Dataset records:
+++
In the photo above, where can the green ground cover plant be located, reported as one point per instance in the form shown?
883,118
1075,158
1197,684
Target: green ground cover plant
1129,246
+++
### PROBLEM TO WORK ON
The answer consists of every entry, returned exactly.

### ANSWER SPACE
In the photo above, where can the green ground cover plant be located, reported as one point per instance in the form shown?
883,118
1075,158
1197,684
Target: green ground cover plant
1129,246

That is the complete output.